--- Recorded information Enclosed Below ---

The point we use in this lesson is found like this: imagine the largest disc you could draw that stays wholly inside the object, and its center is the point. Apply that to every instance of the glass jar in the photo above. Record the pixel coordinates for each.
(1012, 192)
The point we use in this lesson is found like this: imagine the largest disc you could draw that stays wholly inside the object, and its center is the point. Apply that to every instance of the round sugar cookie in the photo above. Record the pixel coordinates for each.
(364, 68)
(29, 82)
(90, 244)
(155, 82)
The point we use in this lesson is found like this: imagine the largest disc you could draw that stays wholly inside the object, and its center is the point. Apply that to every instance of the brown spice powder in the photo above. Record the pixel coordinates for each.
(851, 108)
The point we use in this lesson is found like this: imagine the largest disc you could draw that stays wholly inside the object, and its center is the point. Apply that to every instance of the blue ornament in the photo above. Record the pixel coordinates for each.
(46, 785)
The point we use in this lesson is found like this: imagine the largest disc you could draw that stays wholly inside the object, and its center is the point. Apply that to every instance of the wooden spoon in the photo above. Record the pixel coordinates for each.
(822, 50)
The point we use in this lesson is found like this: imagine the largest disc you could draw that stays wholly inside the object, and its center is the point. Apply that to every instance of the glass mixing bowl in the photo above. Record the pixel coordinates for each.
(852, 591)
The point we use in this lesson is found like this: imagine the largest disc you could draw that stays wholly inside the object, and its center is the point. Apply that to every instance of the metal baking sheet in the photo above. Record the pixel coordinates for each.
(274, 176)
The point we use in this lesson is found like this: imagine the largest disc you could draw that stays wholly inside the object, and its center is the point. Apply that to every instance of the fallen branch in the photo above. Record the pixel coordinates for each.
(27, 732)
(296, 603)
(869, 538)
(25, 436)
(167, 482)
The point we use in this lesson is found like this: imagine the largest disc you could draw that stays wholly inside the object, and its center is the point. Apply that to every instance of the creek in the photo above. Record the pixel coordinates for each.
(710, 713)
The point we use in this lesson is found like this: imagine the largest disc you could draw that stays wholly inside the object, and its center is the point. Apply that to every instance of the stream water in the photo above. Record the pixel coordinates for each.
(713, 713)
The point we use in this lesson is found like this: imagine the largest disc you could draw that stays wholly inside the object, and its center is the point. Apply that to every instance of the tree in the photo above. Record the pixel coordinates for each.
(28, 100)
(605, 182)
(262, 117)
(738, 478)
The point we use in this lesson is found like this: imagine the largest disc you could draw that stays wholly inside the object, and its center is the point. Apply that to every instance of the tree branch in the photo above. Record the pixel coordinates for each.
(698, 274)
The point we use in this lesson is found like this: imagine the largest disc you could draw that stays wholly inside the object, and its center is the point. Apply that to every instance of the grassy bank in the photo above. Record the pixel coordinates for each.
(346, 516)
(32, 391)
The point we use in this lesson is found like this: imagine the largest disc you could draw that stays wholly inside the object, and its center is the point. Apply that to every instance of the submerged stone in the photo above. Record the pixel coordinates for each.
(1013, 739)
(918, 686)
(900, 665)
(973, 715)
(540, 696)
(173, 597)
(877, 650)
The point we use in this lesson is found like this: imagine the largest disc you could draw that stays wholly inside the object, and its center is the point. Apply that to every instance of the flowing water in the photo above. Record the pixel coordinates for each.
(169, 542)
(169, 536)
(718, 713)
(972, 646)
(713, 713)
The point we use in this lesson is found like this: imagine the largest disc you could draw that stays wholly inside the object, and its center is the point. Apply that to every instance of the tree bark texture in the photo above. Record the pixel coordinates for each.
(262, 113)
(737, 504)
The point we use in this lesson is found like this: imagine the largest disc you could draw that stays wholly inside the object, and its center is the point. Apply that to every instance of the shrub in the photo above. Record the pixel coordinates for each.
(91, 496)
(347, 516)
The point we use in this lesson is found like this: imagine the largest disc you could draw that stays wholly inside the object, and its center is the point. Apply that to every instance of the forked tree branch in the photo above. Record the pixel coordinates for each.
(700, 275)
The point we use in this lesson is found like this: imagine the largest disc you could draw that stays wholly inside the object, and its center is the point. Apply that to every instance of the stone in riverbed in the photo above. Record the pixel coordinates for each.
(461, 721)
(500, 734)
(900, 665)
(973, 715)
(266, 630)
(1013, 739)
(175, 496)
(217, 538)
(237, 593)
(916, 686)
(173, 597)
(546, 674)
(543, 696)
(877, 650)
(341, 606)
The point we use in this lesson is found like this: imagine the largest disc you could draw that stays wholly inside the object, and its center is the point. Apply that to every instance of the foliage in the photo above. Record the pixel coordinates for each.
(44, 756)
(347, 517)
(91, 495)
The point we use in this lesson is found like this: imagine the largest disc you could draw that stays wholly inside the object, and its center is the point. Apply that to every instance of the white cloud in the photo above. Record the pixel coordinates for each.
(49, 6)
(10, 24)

--- End of Enclosed Recorded information ---

* **Task brief**:
Give back each line above precisely as it stands.

* **Exercise solution**:
The point we use in this lesson is found like this: imagine the largest disc you could draw that stays wholly inside the object, and its center is the point. Apply that to every instance of the glass jar in the photo above. Record the pixel coordinates for each.
(1012, 192)
The point we use in this lesson is found like this: imagine the largest disc you could draw that stays wholly inside the object, and its center is the point. Apply that to every instance of the round sugar cookie in the photo above. Record the pixel coordinates for each.
(364, 68)
(29, 82)
(90, 244)
(155, 82)
The point we use in this lesson is found like this: imagine the largest disc you could draw that stays wholly inside the object, and its center is the point. Apply that to every instance of the brown spice powder in the photo above. Record the pixel coordinates for each.
(851, 108)
The point we use in this lesson is found like this: imagine the largest disc you could draw that stays wholly inside the object, and its center is the point. Apply that to every instance of the blue ornament in the photo above. Record the pixel coordinates for each.
(46, 785)
The point we use in this lesson is found like this: imagine the largest disc you could draw that stays wholly inside the object, and its center is the point. Apply that to every instance of the wooden spoon in the photo above. Record the pixel coordinates for each.
(822, 50)
The point we use in this lesson is found like this: imagine the largest disc you could draw that stays wholly inside the object, and its center is the point. Apply that to every instance of the glass mixing bowl in the photo above. Record the pixel coordinates for each.
(852, 591)
The point we use in this lesson is found like this: imagine the largest disc you could draw that stays wholly inside the object, and its center is the point. Apply that to every instance of the metal baking sheet in the photo above. Record the pixel coordinates for each.
(274, 176)
The point we use in this lesson is found like this: imagine the largest disc you could draw that stays wholly inside the object, and its center is the point. Apply that to every instance of the fallen branch in the photo above. Record the pixel coordinates for each.
(27, 732)
(296, 603)
(869, 538)
(25, 436)
(167, 482)
The point we use in this lesson is found like this: imagine the largest disc you could draw that stays wholly inside the object, and its center is the point. Apply that to every instance of the creek in the photo above. Record the pixel coordinates for each.
(710, 713)
The point we use in this lesson is found like this: imagine the largest disc you could draw that stays wholly inside the object, and its center is the point. Apply that to every instance of the stream water in the photo above. Record the pixel coordinates for each.
(713, 713)
The point we use in this lesson is found like this: imagine the largest disc you could draw that stays wholly inside the object, and its center is the point. Apply that to every instance of the tree in the photo above. Record the pixel coordinates for each.
(28, 100)
(605, 182)
(262, 117)
(738, 478)
The point we use in this lesson is found like this: imagine the largest disc you could draw that stays wholly inside the object, and its center is the point. Apply that to every instance of the tree branch in the photo above. Record the pixel coordinates for each.
(698, 274)
The point we use in this lesson is found like this: imagine the largest disc you could draw that stays wholly inside the object, and its center is the point. Apply that to every instance of the grassy bank in the photo above. Record the pixel coordinates for each.
(346, 516)
(32, 391)
The point we use in this lesson is found like this: imagine the largest disc you could draw that stays wholly inside the object, and its center is the point. Apply that to every instance of the submerged stone in the photo above. Record the pixel coordinates for each.
(1013, 739)
(918, 686)
(900, 665)
(973, 715)
(540, 696)
(173, 597)
(877, 650)
The point we use in this lesson is found like this: imagine the largest disc you could draw that stays wholly inside the object, and its center is the point. Apply that to every instance of the flowing water in the photo above. Record the pixel coordinates for each.
(169, 542)
(169, 536)
(718, 713)
(972, 646)
(713, 713)
The point we use in this lesson is found like this: imagine the largest disc you could draw that stays wholly inside the object, and its center is the point. Apply that to every instance of the tree bark texture in the photo above. Record the pixel coordinates for each.
(262, 113)
(737, 504)
The point we use in this lesson is found like this: imagine the largest disc you could draw that stays wholly inside the object, and its center is the point. Apply that to every instance of the shrub in the photo above. Record the pixel coordinates for each.
(91, 496)
(347, 516)
The point we use in this lesson is found like this: imagine the largest disc you could draw that stays wholly inside the object, and its center is the point. Apply that to every instance of the forked tree branch in the photo above. Record the pixel coordinates for each.
(700, 275)
The point we use in this lesson is found like this: imagine the largest disc you could draw that stays wholly inside the object, and its center is the point. Apply that to every instance of the stone in riverbed in the photo above. Record the pixel coordinates for each.
(461, 721)
(500, 734)
(900, 665)
(973, 715)
(266, 630)
(1013, 739)
(175, 496)
(217, 538)
(237, 593)
(916, 686)
(173, 597)
(546, 674)
(543, 696)
(877, 650)
(341, 606)
The point we use in this lesson is found like this: imagine the largest disc you could draw that stays wholly inside the object, and its center is the point. Apply that to every instance of the foliage in the photo above. Record the pixel coordinates for each.
(44, 756)
(347, 517)
(91, 495)
The point we use in this lesson is found like this: imagine the largest disc you could draw that stays wholly inside the object, and its center is the point. Apply that to every instance of the white cloud in the photo above. Record the pixel coordinates for each.
(49, 6)
(10, 24)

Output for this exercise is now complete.